### Reading text:
** BEGIN **
I call my site Seeking Redress for a reason.  I believe that the founders of this country, the United States, intended for the people to have the authority to hold our government, both state and federal, accountable for its actions.  We have the right, in fact the duty, as citizens, to petition our officials for redress of grievances.  And our officials have the duty to respond to such petitions.

This morning, I received an email that contained the following letter, written by BJ Soper of the Central Oregon Constitutional Guard and the Pacific Patriots Network.  He informed me that he has sent this letter and others out in 100+ emails to officials around the state, members of the FBI, Oregon Senators and Representatives, etc, and to date, he has received only one response.

Please read what Mr. Soper has written.  His letter is a demand for action regarding legitimate grievances that our officials have a duty to respond to.  It also offers a unique perspective on the events in Harney County.  As someone who was there throughout most of the occupation of the Malheur Refuge, Mr. Soper witnessed firsthand the way the ‘stand off’ was handled, or mishandled rather.  He is asking his officials for accountability.

So I ask of my Oregon officials, what will you do in response?  Will you address these concerns?  Will you hold accountable those who’s actions included harassment of Oregon citizens, sometimes at gunpoint?  Those who allowed for an excessive response to the situation, costing the taxpayers millions of dollars?  Those who set up a road block on a blind corner that resulted in a man being shot to death?
** END **
### Required actions:
(a) Rewrite the passage on seeking redress between "So I ask of" and "shot to death?", inclusive, changing "taxpayers" to "public".
(b) Answer these questions using the passage on seeking redress.
(i) Which two groups is BJ Soper of?
(ii) How many responses has he received to his emails to date?
(iii) The occupation of which refuge was he present for?

### Supplied entries:
** BEGIN **
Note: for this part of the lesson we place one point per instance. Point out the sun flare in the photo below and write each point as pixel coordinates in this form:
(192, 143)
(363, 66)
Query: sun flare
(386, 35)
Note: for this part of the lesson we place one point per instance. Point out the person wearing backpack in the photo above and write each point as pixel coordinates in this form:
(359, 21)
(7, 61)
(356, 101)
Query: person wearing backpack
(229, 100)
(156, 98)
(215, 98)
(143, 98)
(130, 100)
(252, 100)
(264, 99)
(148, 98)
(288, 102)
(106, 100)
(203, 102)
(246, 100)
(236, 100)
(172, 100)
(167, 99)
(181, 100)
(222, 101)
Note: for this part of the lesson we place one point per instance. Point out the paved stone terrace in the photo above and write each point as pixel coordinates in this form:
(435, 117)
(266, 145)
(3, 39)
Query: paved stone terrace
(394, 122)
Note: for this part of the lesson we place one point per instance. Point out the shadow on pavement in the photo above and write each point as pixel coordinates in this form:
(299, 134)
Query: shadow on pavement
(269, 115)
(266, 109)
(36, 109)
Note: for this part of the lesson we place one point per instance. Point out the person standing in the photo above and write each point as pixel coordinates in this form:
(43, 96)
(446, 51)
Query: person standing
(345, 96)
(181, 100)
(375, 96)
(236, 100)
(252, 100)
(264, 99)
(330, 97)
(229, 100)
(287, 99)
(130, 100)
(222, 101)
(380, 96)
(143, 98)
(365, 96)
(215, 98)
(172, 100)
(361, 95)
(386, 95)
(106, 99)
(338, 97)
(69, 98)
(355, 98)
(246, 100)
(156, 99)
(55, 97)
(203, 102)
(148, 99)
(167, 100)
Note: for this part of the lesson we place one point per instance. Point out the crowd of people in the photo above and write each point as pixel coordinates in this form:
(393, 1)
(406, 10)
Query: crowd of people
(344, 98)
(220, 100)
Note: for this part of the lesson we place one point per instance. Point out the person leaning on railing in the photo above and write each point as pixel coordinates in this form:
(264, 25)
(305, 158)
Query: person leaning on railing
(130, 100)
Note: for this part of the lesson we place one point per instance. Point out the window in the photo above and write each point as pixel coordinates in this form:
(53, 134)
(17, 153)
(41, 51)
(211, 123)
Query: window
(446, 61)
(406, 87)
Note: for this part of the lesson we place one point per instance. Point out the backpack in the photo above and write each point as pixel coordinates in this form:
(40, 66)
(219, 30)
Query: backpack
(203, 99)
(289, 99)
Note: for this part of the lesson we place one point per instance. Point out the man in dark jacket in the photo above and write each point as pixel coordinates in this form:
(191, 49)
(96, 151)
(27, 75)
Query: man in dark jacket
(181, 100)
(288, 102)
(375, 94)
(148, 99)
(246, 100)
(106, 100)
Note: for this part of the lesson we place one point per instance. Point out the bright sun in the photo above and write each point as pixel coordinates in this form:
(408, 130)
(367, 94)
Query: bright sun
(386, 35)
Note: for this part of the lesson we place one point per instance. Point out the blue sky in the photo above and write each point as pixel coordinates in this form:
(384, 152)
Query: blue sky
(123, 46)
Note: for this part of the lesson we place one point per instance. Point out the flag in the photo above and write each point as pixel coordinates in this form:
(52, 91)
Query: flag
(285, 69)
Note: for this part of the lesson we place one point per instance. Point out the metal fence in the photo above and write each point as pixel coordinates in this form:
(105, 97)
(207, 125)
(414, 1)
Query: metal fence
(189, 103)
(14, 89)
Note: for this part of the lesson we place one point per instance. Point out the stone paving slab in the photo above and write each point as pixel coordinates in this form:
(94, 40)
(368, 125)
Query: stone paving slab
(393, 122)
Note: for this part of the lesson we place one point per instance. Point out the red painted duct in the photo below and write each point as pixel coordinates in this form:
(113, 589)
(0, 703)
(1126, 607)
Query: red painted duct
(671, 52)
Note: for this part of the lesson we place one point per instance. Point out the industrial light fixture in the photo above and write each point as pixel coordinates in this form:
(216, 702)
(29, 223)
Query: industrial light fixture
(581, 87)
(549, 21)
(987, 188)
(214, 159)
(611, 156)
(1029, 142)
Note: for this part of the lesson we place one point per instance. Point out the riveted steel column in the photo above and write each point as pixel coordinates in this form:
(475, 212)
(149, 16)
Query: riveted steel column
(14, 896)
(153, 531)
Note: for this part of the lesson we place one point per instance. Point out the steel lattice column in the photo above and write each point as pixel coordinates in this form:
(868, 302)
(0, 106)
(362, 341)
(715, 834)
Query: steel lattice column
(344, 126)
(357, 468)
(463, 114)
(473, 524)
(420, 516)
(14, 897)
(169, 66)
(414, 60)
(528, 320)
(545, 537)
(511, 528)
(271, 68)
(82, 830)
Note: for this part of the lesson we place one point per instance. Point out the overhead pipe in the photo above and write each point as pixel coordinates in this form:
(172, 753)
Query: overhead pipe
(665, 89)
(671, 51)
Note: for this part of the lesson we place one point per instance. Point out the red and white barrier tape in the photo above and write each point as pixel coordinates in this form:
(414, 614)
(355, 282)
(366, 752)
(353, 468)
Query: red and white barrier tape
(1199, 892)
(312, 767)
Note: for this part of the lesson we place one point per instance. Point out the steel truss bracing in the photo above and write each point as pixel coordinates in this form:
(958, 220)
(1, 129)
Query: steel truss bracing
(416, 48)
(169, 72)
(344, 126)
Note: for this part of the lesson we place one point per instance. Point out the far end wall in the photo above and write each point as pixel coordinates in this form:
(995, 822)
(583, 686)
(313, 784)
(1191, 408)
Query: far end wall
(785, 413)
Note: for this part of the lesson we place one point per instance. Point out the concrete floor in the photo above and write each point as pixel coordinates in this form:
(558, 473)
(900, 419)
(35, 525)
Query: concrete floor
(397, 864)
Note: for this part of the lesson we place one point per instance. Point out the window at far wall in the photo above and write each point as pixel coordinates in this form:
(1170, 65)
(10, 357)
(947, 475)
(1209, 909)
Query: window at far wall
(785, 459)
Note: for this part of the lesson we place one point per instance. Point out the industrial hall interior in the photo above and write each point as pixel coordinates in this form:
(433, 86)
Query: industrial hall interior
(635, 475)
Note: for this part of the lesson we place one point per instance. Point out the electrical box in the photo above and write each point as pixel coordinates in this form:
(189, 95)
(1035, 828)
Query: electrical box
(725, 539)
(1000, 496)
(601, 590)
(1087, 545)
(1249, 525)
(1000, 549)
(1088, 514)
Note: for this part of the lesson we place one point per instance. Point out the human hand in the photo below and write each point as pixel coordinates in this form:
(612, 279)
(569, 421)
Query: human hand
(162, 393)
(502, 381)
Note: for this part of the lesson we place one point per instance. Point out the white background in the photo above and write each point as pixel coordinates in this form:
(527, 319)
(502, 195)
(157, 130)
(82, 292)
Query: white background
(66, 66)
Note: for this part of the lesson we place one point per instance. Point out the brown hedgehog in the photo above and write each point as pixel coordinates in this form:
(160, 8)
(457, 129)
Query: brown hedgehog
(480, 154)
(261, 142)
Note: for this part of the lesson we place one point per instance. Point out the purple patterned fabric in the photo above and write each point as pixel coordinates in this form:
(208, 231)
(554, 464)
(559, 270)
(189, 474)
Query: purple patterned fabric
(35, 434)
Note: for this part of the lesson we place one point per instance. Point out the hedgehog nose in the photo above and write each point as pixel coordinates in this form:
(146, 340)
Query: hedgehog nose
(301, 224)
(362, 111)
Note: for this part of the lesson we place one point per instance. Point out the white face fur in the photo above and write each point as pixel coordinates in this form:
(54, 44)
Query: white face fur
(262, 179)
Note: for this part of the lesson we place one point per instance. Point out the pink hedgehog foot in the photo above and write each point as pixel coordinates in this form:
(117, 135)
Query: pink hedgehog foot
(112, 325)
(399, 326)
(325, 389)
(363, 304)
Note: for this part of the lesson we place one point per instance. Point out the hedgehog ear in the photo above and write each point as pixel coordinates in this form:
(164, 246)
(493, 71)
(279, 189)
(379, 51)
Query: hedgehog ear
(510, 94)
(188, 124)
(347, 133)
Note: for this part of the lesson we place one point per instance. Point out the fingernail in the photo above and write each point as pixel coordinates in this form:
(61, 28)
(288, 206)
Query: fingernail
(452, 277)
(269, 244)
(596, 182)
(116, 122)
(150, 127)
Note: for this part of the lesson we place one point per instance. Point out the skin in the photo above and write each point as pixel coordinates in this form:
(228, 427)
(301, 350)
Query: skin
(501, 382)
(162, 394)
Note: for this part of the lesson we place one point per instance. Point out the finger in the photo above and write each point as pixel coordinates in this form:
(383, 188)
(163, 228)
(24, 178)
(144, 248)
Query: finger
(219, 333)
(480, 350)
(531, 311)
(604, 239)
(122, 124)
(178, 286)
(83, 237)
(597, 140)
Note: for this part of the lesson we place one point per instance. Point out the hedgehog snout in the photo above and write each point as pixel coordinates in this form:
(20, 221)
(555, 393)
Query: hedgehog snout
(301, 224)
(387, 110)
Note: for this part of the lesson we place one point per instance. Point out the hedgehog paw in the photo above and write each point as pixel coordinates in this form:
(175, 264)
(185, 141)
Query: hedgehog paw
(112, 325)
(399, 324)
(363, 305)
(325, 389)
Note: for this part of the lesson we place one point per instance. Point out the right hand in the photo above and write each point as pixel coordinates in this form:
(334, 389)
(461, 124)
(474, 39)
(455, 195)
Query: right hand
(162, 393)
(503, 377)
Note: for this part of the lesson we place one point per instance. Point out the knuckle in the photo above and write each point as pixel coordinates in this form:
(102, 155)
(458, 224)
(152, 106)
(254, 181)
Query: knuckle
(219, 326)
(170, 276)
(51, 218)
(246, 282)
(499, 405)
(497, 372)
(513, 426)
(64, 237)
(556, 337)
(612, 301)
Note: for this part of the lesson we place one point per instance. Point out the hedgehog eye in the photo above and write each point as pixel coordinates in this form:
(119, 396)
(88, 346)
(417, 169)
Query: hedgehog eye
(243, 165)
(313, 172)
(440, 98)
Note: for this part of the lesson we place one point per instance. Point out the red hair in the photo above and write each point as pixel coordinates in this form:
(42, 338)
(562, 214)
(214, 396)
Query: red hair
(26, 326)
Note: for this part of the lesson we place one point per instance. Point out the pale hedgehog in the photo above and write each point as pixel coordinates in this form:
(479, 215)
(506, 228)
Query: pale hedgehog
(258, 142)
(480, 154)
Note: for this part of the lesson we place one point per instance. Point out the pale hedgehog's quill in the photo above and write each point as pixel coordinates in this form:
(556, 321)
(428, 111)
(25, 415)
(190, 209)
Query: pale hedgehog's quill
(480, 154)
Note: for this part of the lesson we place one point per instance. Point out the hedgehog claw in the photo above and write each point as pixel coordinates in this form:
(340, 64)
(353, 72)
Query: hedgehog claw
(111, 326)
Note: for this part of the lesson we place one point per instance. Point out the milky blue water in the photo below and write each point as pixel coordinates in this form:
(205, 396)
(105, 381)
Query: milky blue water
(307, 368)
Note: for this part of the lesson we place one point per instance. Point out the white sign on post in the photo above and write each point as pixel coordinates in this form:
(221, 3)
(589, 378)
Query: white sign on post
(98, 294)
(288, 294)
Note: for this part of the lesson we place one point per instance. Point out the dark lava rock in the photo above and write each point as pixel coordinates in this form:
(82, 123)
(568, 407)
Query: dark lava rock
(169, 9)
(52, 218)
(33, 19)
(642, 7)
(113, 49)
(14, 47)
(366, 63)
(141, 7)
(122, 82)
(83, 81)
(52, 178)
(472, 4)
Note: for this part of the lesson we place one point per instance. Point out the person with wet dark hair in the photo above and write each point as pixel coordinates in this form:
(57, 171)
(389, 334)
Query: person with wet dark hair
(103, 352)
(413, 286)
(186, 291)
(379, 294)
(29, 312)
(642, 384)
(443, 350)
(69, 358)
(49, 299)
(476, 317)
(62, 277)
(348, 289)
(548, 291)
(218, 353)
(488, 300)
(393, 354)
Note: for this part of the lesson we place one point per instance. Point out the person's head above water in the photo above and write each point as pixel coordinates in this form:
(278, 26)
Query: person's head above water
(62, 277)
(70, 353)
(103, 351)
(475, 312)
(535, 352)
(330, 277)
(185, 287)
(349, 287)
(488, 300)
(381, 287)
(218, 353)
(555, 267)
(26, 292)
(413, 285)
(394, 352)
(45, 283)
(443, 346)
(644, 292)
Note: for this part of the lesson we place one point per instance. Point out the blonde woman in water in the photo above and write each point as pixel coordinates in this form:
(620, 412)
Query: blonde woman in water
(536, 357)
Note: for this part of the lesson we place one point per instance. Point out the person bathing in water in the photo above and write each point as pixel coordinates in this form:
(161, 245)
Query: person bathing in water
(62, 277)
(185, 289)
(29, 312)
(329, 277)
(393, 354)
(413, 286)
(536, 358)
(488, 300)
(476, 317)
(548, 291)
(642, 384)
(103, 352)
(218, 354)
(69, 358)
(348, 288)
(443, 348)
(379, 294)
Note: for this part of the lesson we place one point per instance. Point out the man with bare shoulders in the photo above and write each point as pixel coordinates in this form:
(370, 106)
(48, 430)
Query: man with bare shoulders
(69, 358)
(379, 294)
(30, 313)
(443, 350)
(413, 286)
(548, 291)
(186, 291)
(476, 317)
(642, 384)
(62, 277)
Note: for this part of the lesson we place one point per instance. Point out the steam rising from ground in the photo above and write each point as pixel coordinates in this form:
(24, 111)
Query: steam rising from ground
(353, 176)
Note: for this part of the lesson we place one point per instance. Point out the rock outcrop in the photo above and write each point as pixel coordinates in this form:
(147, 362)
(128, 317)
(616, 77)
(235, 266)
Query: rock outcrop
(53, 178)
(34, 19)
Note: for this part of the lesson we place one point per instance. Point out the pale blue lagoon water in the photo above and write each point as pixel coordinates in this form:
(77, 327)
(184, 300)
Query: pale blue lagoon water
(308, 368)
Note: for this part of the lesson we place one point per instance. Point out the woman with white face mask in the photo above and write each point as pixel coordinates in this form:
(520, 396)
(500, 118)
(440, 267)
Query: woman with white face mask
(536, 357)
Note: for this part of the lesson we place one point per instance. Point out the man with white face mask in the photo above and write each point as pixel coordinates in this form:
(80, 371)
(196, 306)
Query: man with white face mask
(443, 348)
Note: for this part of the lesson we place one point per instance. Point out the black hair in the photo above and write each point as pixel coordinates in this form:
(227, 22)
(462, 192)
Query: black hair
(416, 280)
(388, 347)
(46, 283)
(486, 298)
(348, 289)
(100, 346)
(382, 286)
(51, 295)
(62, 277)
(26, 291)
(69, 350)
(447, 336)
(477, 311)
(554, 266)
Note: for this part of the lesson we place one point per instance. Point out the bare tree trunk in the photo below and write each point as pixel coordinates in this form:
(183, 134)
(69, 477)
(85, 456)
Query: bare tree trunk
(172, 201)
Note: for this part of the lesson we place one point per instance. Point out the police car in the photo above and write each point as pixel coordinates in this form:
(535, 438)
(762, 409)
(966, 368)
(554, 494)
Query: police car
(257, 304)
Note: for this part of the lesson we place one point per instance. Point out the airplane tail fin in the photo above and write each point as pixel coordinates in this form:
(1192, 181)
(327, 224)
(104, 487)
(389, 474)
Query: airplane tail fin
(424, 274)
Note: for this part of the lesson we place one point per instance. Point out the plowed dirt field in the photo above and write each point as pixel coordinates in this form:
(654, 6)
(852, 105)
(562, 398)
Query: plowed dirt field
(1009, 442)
** END **
### Per-task outputs:
(a)
So I ask of my Oregon officials, what will you do in response?  Will you address these concerns?  Will you hold accountable those who’s actions included harassment of Oregon citizens, sometimes at gunpoint?  Those who allowed for an excessive response to the situation, costing the public millions of dollars?  Those who set up a road block on a blind corner that resulted in a man being shot to death?

(b)
(i) The Central Oregon Constitutional Guard and the Pacific Patriots Network
(ii) Only one
(iii) The Malheur Refuge